### Quoted passage

-------------------------

The goal is to understand how to identify traces of activity on a system, and more importantly, what the first reflexes should be during a post-incident analysis. Without diving into advanced analysis, we’ll focus on simple but effective techniques that make it possible to quickly recover actionable clues.
To begin, we’ll explore a well-known artifact: the ShimCache (also called AppCompatCache). This element can contain valuable information about files that have been present on or executed on a system. We’ll see how to use this data to identify suspicious files and start a first forensic analysis.
Table of Contents
Introduction to Forensics
Forensics, or digital forensics, is a discipline focused on collecting, analyzing, and preserving digital evidence in order to understand activity or an incident on a system.
On Windows, this means leveraging different data sources to reconstruct a timeline of events, identify suspicious actions, and in some cases, attribute those actions to a user or a process.
In a forensic analysis, it is essential to distinguish between several types of data, because each has its own characteristics, lifespan, and level of volatility. We can group them into three broad categories:
Persistent data (physical)

-------------------------

### Data section
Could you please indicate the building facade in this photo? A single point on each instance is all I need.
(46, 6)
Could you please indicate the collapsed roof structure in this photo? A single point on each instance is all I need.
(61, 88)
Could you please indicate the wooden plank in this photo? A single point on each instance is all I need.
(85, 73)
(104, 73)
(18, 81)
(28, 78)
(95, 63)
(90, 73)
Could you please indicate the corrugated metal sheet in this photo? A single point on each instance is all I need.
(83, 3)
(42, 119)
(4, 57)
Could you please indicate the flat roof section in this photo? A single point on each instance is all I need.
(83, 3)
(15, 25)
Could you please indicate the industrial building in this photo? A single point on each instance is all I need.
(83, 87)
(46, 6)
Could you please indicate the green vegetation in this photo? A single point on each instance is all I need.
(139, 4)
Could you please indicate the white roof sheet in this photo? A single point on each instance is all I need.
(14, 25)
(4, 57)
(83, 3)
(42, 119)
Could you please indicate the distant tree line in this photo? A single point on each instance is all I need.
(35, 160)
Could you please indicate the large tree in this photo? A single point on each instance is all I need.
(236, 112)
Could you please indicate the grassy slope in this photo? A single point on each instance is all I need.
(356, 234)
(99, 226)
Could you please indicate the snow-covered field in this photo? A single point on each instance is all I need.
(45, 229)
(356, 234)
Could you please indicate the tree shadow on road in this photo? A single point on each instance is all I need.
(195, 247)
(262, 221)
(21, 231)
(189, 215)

-------------------------

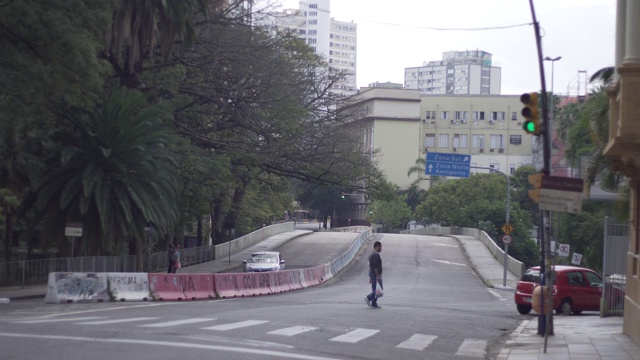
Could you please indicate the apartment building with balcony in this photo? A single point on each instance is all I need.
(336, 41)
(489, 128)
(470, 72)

-------------------------

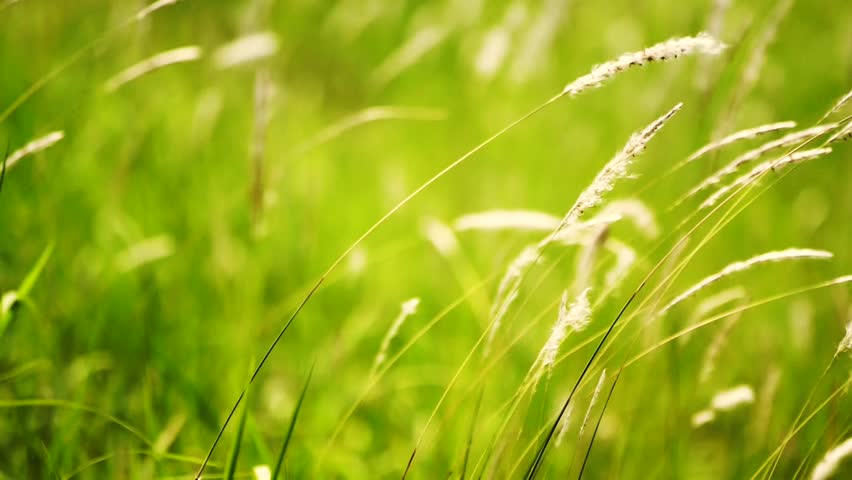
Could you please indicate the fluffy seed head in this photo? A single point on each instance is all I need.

-------------------------

### Goals
**A)** Answer these questions about the passage on Windows forensics, one per line:
(i) What other name does it give for the ShimCache?
(ii) Digital forensics focuses on collecting, analyzing, and preserving what?
(iii) Into how many broad categories can the types of data be grouped?
**B)** Pick up the passage on Windows forensics after its last line, "Persistent data (physical)", and continue writing it.

### Results of the exercise
**A)**
(i) AppCompatCache
(ii) Digital evidence
(iii) Three

**B)**
This refers to data stored permanently on disk. It remains present even after a system restart.
Examples include:
- Windows event logs
- artifacts such as ShimCache or Amcache
- system and application files
- traces left in the registry
These data form the foundation of any forensic analysis, because they make it possible to go back in time and establish an activity history.
Centralized data (sequential)
These data correspond to information collected and forwarded to external systems, such as a SIEM or an EDR.
They offer several advantages:
- they can be accessed without directly interacting with the compromised machine
- they may contain events that are already correlated or enriched
- they make it possible to retain traces even if the system has been altered or cleaned
Examples:
- logs sent to a SIEM
- EDR telemetry
- logs centralized on a log server
These data are especially useful in a remote incident detection and response approach.
Volatile data (temporary)
These are data present only at a given moment, generally in memory or in temporary locations.
They are critical, but very fragile, because they can disappear during a reboot or when the system is shut down.
Examples include:
- memory contents (RAM)
- running processes
- active network connections
- temporary files
These data are often the richest source of information during an ongoing compromise, but they require rapid action to capture them before they disappear.
Understanding ShimCache
To understand ShimCache, we first need to understand how Windows internally handles application compatibility.
When an application encounters a compatibility problem, for example due to an API change between Windows versions, the system relies on a compatibility database called the Shim Database (SDB). This database contains fixes that adjust program behavior without modifying the code.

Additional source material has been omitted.